PROBLEMS AND TASKS |
[a] Using the commentary on the House bill, answer these questions:
(i) By what margin did the bill pass?
(ii) Which two kinds of help for low-income Americans would the bill cut?
(iii) What two things has the Congressional Budget Office not had time to calculate?
[b] Copy the part of the commentary on the House bill between "Hakeem Jeffries, the" and "the social compact.", inclusive.

PROVIDED TEXT |
___

House Republicans worked through the night to advance a massive piece of legislation that might, if enacted, carry out the largest upward transfer of wealth in American history.
That is not a side effect of the legislation but its central purpose. The “Big, Beautiful Bill” would pair huge cuts to food assistance and health insurance for low-income Americans with even larger tax cuts for affluent ones.
Hakeem Jeffries, the House minority leader, warned that the bill’s passage, by a 215-214 margin, would mark the moment the Republicans ensured the loss of their majority in the midterm elections. That may be so. But the Republicans have not pursued this bill for political reasons. They are employing a majority they suspect is temporary to enact deep changes to the social compact.
The minority party always complains that the majority is “jamming through” major legislation, however deliberate the process may be. (During the year-long debate over Obamacare, Republicans farcically bemoaned the “rushed” process that consumed months of public hearings). In this case, however, the indictment is undeniable. The House cemented the bill’s majority support with a series of last-minute changes whose effects have not been digested. The Congressional Budget Office has not even had time to calculate how many millions of Americans would lose health insurance, nor by how many trillions of dollars the deficit would increase.
The heedlessness of the process is an indication of its underlying fanaticism. The members of the Republican majority are behaving not like traditional conservatives but like revolutionaries who, having seized power, believe they must smash up the old order as quickly as possible before the country recognizes what is happening.
House Republicans are fully aware of the political and economic risks of this endeavor. Cutting taxes for the affluent is unpopular, and cutting Medicaid is even more so. That is why, instead of proudly proclaiming what the bill will accomplish, they are pretending it will do neither. House Republicans spent months warning of the political dangers of cutting Medicaid, a program many of their own constituents rely on. The party’s response is to fall back on wordplay, pretending their scheme of imposing complex work requirements, which are designed to cull eligible recipients who cannot navigate the paperwork burden, will not throw people off the program—when that is precisely the effect they are counting on to produce the necessary savings.

___

RECORDS |
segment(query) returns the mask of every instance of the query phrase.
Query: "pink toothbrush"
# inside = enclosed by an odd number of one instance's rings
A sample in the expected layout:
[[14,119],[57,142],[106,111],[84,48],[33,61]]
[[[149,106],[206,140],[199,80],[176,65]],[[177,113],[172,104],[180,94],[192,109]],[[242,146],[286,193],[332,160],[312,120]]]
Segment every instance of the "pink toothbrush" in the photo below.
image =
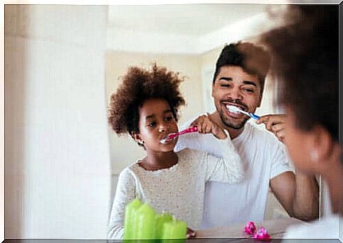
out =
[[193,133],[193,132],[195,132],[195,131],[198,131],[197,126],[192,126],[192,127],[190,127],[190,128],[188,128],[187,129],[185,129],[185,130],[178,131],[177,133],[169,134],[168,134],[168,136],[166,137],[162,138],[160,141],[160,143],[165,143],[167,142],[169,142],[169,141],[170,141],[172,140],[175,139],[180,135],[183,135],[183,134],[186,134]]

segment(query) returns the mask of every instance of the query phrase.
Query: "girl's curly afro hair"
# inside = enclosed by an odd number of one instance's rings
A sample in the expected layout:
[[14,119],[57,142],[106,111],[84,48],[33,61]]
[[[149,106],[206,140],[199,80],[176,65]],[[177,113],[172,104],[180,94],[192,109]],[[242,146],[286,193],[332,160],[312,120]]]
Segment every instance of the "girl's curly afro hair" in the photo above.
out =
[[184,81],[178,73],[153,64],[151,70],[130,67],[122,83],[110,97],[108,122],[118,135],[139,133],[139,108],[148,99],[165,100],[178,121],[178,110],[185,100],[179,90]]

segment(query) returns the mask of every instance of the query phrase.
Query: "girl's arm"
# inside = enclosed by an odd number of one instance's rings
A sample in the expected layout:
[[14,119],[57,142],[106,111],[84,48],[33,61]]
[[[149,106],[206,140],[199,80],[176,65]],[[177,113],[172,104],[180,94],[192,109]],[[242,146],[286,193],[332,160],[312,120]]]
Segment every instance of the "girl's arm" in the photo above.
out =
[[125,206],[135,198],[134,179],[127,169],[120,172],[108,223],[108,239],[122,239]]

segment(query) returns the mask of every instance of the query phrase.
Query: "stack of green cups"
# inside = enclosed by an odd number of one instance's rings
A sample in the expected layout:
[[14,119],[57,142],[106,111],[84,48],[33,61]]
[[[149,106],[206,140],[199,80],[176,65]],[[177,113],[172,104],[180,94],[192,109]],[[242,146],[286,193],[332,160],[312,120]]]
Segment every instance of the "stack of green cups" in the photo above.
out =
[[163,242],[183,242],[187,224],[168,213],[156,214],[147,203],[134,199],[125,207],[124,239],[160,239]]

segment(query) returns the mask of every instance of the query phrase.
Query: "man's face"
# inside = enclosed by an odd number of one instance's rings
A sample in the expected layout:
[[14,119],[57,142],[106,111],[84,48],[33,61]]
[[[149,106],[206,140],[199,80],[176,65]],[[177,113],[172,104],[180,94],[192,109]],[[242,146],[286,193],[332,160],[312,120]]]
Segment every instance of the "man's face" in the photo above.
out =
[[227,106],[255,112],[261,104],[261,85],[257,76],[245,73],[240,66],[223,66],[212,85],[212,97],[223,125],[240,129],[249,117],[230,112]]

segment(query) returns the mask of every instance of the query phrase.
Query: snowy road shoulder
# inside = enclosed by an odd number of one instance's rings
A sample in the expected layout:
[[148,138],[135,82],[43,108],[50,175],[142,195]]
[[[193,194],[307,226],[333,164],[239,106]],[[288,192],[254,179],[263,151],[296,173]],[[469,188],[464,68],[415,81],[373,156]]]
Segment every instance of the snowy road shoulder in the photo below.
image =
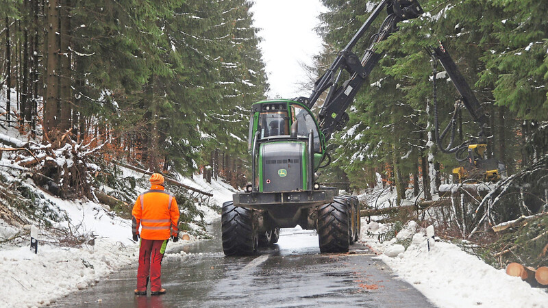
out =
[[[361,240],[383,253],[378,257],[436,306],[548,307],[548,293],[545,290],[531,287],[519,278],[507,275],[503,270],[494,268],[456,245],[436,242],[432,243],[429,251],[424,230],[415,233],[414,228],[406,228],[400,231],[404,233],[400,239],[410,236],[412,242],[404,252],[389,257],[385,253],[390,255],[389,251],[395,250],[398,239],[380,244],[376,238],[367,236],[369,226],[364,220],[362,226]],[[386,231],[383,227],[375,229],[375,233]]]
[[137,245],[96,239],[81,248],[40,245],[3,247],[0,251],[0,307],[47,305],[69,293],[95,285],[115,270],[134,262]]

___

EXERCISE RESULTS |
[a]
(i) 215-214
(ii) Food assistance and health insurance
(iii) How many millions of Americans would lose health insurance, and by how many trillions of dollars the deficit would increase

[b]
Hakeem Jeffries, the House minority leader, warned that the bill’s passage, by a 215-214 margin, would mark the moment the Republicans ensured the loss of their majority in the midterm elections. That may be so. But the Republicans have not pursued this bill for political reasons. They are employing a majority they suspect is temporary to enact deep changes to the social compact.